▶ [Activity]: Match the word "person". Return each line of the data below where it appears.

▶ [Exercise data]:
++++++++
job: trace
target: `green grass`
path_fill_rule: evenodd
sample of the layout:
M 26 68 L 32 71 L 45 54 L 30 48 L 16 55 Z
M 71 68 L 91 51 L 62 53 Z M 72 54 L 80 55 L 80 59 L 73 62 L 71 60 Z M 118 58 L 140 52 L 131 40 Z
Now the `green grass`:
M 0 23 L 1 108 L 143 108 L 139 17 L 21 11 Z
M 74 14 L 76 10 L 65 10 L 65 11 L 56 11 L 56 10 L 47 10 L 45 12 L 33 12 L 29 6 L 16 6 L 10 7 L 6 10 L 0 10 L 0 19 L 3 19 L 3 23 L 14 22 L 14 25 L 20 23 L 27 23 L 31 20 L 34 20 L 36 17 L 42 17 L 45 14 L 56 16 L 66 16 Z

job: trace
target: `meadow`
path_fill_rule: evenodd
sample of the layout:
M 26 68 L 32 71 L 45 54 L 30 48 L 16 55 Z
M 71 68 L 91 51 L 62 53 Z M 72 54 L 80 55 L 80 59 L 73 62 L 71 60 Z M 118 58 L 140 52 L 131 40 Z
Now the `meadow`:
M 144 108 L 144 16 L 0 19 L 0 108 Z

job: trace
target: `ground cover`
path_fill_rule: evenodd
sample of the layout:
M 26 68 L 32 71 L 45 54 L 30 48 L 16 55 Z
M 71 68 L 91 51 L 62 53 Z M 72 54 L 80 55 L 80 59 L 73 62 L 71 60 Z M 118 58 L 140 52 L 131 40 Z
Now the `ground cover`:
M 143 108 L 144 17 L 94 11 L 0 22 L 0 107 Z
++++++++
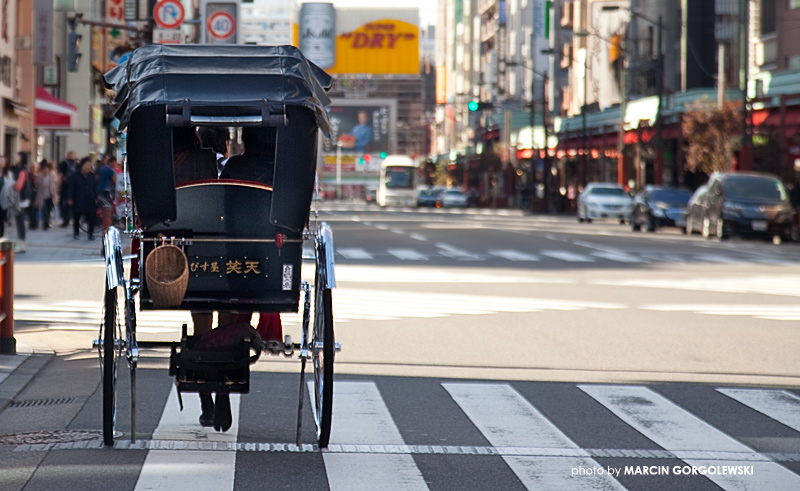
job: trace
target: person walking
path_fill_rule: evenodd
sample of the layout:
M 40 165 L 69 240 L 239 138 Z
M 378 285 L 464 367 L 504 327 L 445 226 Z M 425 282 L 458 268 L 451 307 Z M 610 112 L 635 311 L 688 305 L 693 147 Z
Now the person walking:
++++++++
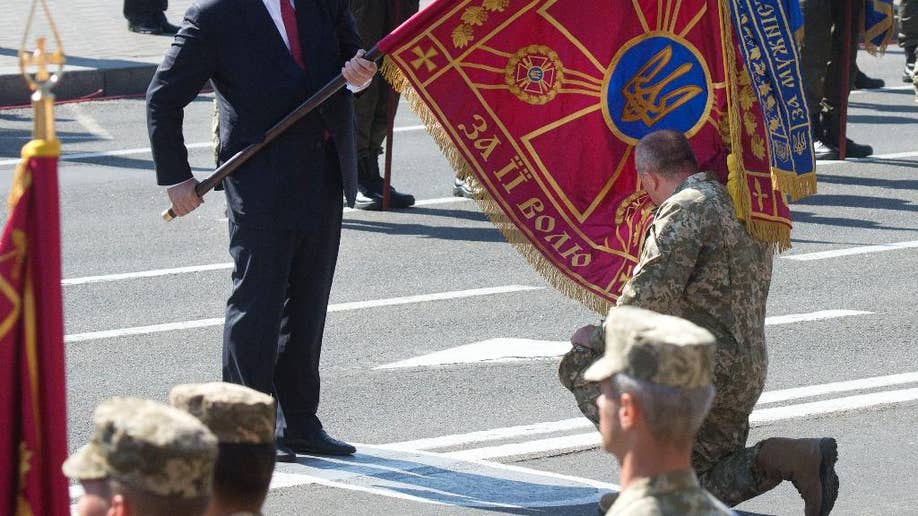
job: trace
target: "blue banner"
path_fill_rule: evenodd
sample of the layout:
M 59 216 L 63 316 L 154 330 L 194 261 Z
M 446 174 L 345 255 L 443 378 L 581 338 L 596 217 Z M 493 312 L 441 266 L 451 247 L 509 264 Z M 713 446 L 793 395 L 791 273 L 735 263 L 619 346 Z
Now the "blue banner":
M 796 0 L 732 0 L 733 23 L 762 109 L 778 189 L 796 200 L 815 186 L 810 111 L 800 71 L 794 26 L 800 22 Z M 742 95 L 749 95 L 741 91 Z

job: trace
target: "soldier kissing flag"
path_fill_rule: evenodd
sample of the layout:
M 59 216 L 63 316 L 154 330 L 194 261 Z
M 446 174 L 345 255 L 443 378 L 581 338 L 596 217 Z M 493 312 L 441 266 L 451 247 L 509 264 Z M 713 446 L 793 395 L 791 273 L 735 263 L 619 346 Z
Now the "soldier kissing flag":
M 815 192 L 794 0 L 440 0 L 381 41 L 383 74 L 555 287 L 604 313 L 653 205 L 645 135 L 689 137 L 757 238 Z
++++++++
▶ [Solution for this task]:
target: person walking
Now the person walking:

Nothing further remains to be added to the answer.